§ Exercise details
Count how many lines in the items below contain the string "light", with case counting. Reply with only that number.
'''
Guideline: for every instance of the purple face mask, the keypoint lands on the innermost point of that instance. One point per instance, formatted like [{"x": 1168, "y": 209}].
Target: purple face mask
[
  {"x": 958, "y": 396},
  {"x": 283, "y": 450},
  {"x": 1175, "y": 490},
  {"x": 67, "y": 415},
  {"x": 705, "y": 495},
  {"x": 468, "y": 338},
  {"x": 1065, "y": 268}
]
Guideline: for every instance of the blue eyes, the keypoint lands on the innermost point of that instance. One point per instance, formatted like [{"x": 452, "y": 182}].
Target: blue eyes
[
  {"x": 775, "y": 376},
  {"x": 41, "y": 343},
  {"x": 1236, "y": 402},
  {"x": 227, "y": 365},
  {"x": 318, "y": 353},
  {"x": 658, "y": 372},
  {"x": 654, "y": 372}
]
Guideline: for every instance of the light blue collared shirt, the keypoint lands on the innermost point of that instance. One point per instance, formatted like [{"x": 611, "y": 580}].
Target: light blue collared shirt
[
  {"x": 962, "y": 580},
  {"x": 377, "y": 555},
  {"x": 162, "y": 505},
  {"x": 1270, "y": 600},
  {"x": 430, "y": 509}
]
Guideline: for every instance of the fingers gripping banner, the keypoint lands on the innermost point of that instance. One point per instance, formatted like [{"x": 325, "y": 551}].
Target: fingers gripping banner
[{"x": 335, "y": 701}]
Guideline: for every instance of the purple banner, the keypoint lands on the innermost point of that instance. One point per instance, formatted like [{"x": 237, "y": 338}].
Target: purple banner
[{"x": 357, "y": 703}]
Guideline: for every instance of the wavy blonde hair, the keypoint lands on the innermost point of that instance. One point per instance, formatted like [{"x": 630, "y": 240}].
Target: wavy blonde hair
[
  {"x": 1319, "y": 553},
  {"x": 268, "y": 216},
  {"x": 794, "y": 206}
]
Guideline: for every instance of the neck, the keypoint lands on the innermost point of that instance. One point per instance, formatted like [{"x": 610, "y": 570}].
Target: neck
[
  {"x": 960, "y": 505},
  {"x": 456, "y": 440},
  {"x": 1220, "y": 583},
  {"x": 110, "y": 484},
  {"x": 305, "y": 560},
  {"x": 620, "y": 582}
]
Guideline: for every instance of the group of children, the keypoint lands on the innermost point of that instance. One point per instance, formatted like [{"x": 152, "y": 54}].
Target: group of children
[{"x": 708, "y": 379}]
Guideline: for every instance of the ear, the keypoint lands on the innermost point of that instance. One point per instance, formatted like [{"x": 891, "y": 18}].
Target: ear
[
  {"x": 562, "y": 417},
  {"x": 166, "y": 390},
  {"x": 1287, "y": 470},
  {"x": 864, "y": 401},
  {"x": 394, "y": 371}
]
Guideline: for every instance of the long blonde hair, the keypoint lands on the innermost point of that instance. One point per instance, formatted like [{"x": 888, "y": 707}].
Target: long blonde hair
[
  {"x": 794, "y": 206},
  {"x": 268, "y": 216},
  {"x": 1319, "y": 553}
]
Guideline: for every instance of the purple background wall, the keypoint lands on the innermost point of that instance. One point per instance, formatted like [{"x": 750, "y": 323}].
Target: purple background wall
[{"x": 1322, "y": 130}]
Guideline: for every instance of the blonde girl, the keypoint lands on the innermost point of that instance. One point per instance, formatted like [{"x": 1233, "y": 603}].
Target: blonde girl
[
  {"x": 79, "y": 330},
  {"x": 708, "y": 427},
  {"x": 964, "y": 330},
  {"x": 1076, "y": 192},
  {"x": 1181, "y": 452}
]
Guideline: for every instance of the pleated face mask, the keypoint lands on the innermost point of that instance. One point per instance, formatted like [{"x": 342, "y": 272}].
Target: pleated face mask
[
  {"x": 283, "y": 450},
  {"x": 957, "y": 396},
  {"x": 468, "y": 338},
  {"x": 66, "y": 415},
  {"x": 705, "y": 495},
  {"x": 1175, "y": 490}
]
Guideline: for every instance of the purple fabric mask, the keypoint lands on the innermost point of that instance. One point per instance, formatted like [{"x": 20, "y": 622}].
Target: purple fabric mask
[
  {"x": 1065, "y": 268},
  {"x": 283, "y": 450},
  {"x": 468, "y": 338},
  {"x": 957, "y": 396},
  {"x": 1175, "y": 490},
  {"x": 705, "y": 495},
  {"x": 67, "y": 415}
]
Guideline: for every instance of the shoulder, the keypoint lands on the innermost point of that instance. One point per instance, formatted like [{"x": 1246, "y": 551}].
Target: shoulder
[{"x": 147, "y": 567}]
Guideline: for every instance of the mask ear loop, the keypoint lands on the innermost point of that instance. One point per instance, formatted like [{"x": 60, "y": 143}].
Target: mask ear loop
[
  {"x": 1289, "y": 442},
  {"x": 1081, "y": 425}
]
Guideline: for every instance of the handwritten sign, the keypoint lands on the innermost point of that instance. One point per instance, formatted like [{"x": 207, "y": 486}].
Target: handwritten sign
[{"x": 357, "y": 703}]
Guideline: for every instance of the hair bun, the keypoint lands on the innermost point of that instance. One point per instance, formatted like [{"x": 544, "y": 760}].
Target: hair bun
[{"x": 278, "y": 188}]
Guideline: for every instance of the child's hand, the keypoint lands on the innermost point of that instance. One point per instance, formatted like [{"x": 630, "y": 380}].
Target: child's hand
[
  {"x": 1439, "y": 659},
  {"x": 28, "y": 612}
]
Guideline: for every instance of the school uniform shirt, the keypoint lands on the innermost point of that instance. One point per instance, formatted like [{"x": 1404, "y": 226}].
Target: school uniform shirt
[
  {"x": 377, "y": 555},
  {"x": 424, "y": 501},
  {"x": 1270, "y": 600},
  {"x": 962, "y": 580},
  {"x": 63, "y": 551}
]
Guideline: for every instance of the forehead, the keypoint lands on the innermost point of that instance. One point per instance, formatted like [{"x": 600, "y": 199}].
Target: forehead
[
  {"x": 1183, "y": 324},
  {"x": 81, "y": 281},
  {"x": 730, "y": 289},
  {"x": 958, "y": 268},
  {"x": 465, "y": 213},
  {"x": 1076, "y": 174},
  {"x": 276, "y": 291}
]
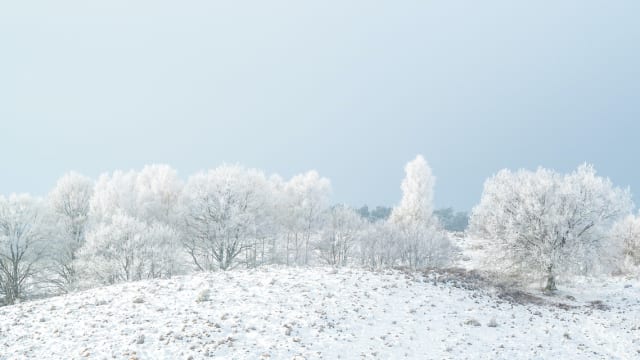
'''
§ Written reply
2